▶ [Page]
※ ※ ※

Ducks, geese and other migratory waterfowl face substantial population declines during this century in North America from a warmer climate and shrinking wetlands habitat caused by global warming, according to scientific research presented in a new National Wildlife Federation report.

 

The Waterfowler’s Guide to Global Warming reports that ducks and geese that use America’s flyways face “a trifecta of troubles caused by global warming,” says National Wildlife Federation President Larry Schweiger, “including major loss of prime breeding grounds, a reduction of coastal winter habitat and disruptions in migration.”

 

Already, in northern breeding habitats, where global warming has already gained a strong foothold, ducks and geese are responding by breeding earlier and expanding their ranges farther north, the report states.

 

“Global warming is setting up ducks and geese for a Pandora’s box of problems that could devastate populations across the nation,” Schweiger says.

 

“We must not allow global warming to take our nation’s waterfowl legacy away from our children,” Schweiger says. “Global warming poses a basic threat to our conservation tradition. It challenges our responsibility to be good stewards of the water, land and wildlife. I am confident that sportsmen will lead the way in overcoming this challenge.”

※ ※ ※

▶ [Stored data]
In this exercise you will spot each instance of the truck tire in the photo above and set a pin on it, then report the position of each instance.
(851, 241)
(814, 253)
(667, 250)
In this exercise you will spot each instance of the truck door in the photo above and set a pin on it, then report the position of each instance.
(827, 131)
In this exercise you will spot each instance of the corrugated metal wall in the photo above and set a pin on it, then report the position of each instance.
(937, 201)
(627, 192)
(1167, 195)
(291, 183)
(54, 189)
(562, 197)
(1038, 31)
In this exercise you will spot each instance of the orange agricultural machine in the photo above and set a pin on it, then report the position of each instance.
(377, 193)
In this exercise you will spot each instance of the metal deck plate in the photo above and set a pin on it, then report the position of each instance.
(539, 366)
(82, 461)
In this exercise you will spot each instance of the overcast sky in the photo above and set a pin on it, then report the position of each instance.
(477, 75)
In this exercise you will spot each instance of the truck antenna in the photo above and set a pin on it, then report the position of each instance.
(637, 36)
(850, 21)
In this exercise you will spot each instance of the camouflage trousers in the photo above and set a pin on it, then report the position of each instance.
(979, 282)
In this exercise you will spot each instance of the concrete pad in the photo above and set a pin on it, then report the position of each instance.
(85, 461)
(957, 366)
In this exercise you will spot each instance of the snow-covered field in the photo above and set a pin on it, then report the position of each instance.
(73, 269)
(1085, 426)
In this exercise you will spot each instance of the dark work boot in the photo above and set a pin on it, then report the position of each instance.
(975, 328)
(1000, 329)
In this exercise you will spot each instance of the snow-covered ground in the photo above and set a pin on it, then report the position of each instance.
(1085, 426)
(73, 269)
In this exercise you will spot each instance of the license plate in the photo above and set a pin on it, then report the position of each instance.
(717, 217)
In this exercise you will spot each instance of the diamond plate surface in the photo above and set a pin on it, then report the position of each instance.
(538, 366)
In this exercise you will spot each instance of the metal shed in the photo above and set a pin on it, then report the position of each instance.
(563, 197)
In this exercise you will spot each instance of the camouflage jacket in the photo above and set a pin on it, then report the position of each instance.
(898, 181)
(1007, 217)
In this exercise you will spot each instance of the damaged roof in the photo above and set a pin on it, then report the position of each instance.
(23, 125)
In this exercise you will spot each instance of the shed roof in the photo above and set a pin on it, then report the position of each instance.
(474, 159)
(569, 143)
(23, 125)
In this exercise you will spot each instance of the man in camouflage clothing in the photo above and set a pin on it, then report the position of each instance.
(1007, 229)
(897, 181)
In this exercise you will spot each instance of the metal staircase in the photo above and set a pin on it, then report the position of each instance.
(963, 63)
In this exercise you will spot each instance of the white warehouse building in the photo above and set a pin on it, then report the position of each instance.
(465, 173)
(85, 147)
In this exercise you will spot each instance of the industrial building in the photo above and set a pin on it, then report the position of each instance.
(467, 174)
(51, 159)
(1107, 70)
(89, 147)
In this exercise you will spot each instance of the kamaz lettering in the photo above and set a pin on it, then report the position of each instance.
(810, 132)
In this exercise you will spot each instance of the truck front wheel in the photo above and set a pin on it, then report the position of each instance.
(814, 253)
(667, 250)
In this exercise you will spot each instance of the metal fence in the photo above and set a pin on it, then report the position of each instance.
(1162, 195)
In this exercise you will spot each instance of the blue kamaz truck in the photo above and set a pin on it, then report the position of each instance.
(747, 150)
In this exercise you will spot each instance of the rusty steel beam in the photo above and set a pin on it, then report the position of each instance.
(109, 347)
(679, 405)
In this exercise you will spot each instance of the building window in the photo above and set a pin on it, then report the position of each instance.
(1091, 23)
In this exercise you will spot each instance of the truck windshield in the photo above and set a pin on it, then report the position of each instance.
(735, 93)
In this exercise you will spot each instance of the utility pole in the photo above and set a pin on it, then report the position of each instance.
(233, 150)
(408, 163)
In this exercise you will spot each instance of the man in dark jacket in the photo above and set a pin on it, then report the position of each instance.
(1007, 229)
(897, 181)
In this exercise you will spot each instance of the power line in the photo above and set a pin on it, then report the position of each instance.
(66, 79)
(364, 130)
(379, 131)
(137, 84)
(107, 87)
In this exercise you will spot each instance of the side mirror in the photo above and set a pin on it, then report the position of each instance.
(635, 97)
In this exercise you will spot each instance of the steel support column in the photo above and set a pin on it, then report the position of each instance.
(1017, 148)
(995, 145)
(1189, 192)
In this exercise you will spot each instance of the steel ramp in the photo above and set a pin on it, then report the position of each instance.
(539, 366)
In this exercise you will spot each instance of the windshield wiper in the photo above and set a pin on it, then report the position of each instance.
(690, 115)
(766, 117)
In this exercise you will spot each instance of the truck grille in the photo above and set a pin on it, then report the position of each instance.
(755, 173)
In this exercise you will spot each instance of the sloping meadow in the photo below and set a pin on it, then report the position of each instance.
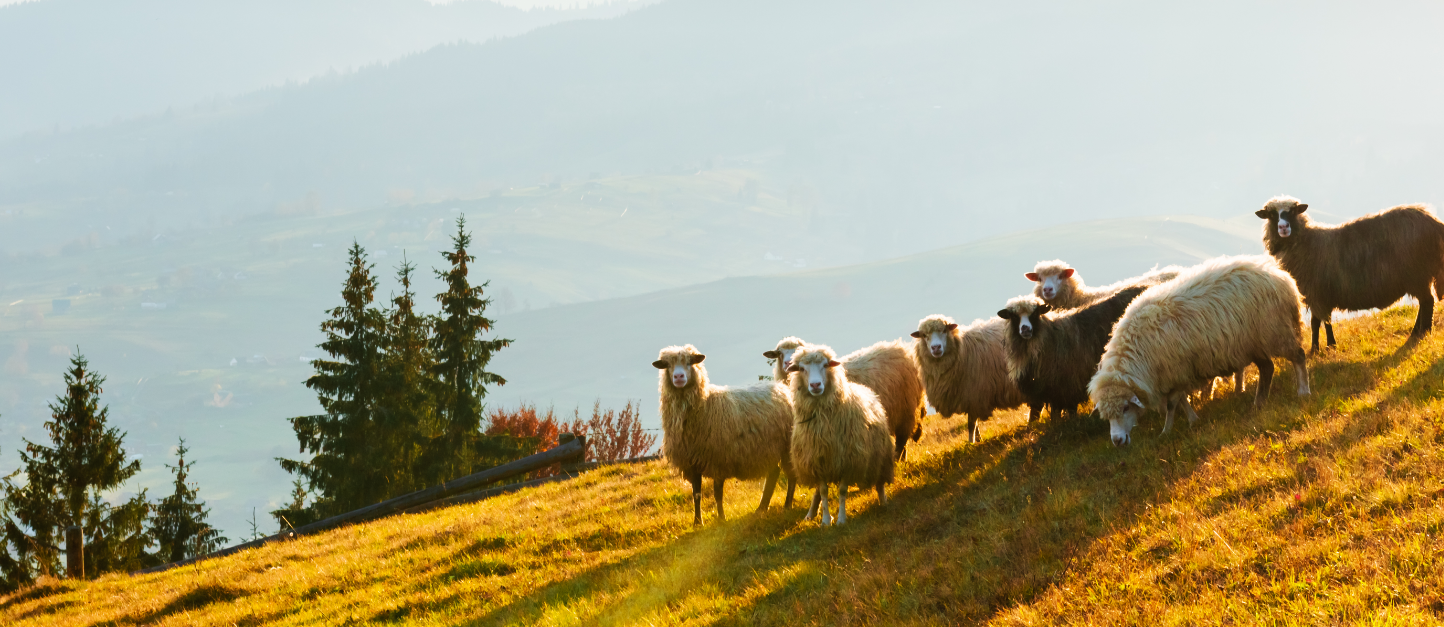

※ ※ ※

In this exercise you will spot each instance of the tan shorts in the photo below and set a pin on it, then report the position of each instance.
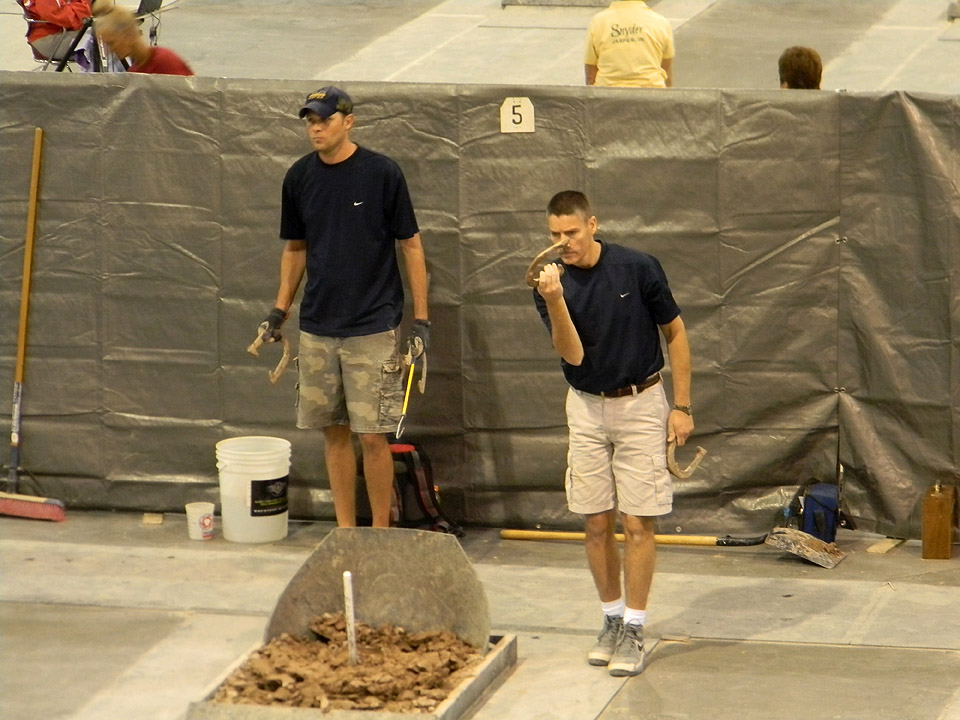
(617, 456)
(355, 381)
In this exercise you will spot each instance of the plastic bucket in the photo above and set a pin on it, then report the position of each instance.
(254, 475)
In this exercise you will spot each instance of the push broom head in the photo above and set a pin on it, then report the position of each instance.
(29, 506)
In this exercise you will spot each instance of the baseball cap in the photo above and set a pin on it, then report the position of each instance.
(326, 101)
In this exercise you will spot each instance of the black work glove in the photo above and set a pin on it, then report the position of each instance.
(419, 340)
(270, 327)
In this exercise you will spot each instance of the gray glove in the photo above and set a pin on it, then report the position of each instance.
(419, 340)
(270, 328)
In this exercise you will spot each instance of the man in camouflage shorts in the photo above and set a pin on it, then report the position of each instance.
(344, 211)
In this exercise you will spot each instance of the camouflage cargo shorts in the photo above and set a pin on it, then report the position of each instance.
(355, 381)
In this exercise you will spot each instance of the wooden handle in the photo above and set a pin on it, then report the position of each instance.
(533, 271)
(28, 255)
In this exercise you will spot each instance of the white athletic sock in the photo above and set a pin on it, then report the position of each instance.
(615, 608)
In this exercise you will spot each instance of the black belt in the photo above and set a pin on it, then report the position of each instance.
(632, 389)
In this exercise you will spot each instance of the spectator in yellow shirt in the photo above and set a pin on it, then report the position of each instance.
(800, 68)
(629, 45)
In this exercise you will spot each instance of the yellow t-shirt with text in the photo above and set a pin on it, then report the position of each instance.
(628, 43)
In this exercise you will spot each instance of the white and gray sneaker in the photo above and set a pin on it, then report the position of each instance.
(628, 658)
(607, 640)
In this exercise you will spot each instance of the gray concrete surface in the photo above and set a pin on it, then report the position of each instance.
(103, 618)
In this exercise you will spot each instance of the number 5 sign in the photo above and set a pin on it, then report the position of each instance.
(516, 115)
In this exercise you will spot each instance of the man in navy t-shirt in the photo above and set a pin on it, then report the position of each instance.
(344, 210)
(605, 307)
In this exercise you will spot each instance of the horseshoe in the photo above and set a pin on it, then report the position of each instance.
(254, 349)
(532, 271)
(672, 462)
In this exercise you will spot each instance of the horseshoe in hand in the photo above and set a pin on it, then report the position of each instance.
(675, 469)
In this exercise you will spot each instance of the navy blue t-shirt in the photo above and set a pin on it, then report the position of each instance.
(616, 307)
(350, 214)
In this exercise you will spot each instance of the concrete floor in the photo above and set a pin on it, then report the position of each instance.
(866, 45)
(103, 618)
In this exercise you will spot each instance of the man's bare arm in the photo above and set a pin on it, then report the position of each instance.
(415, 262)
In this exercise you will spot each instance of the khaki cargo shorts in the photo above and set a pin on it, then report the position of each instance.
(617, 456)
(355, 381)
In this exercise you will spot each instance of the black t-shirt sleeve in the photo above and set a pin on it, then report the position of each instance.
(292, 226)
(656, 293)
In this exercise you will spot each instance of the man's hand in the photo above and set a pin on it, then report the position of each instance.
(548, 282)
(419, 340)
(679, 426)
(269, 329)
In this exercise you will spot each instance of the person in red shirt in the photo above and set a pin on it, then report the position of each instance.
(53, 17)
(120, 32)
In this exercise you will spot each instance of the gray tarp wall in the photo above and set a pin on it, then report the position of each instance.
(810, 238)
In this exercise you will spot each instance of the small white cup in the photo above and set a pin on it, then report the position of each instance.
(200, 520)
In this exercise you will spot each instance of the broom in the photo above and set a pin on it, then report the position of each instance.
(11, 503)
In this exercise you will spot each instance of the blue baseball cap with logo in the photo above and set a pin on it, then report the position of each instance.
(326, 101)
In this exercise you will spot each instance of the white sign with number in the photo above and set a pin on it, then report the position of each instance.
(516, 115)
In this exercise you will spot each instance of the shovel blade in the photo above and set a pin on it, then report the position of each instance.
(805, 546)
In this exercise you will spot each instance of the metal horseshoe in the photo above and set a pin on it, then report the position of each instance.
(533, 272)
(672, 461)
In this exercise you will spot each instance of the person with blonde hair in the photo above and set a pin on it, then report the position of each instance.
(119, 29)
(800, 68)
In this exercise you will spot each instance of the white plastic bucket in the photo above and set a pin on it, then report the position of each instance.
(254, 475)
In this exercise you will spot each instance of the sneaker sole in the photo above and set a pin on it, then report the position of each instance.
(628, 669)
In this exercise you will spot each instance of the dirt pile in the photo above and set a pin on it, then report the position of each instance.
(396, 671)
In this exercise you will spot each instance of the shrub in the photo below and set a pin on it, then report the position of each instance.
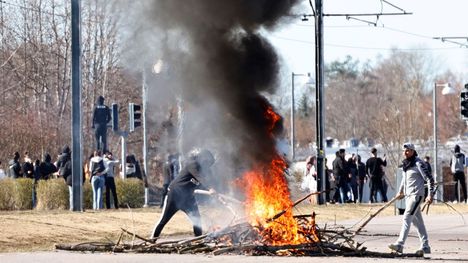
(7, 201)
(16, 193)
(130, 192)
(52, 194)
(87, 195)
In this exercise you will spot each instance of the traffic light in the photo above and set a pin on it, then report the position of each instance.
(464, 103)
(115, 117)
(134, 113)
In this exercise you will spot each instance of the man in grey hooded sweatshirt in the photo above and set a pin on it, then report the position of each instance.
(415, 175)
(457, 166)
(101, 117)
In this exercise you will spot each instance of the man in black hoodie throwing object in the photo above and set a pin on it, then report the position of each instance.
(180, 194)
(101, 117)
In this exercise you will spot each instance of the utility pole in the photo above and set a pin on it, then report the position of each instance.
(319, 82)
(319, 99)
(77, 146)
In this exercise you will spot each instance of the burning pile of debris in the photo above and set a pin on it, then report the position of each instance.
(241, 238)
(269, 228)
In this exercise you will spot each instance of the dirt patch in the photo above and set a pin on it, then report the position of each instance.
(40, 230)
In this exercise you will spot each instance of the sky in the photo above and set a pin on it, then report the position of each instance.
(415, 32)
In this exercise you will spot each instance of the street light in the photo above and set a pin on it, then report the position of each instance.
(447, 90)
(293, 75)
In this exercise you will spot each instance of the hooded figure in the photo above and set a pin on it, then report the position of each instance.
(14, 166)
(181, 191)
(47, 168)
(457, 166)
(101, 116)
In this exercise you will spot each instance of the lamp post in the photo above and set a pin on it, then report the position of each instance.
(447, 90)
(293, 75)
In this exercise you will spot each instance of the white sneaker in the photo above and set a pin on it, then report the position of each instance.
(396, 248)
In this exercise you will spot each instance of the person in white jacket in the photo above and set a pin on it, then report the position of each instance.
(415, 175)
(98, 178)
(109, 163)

※ ※ ※

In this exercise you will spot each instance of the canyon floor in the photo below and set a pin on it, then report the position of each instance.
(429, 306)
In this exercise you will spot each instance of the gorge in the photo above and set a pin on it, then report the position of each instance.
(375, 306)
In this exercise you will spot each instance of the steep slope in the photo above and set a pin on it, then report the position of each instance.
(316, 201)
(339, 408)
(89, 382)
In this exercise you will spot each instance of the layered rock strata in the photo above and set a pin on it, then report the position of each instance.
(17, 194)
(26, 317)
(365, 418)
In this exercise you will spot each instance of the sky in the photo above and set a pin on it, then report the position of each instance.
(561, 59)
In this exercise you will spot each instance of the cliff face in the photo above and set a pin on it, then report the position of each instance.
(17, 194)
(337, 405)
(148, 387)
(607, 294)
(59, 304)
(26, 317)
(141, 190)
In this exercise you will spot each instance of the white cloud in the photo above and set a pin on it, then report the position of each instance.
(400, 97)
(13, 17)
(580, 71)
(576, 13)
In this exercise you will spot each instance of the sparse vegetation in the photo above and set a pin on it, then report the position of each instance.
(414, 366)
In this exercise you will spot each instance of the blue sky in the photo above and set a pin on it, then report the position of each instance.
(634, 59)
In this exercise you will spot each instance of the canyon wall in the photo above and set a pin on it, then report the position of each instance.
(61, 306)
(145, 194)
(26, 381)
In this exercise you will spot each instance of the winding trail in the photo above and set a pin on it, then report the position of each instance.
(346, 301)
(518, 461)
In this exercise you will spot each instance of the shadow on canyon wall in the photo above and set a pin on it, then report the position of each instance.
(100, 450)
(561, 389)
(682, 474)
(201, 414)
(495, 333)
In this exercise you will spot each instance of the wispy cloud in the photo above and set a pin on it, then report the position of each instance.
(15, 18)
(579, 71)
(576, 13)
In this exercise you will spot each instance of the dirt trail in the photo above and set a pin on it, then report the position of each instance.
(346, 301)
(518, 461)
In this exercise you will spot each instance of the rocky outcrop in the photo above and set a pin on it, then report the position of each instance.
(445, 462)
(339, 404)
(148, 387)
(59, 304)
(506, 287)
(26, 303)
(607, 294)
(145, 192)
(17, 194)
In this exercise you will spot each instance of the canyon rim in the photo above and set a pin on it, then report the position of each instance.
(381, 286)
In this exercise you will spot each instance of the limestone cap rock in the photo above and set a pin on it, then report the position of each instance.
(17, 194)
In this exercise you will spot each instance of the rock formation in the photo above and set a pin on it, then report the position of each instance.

※ ※ ※

▶ [To-do list]
1. From the waterfowl article, return the passage that begins at the words "Already, in northern" and stops after the words "the report states.", copied word for word.
2. How many lines of the records contain the string "cloud", with case counting? Reply with the number only.
The waterfowl article and the records have no connection to each other.

▶ [Outputs]
1.
Already, in northern breeding habitats, where global warming has already gained a strong foothold, ducks and geese are responding by breeding earlier and expanding their ranges farther north, the report states.

2. 2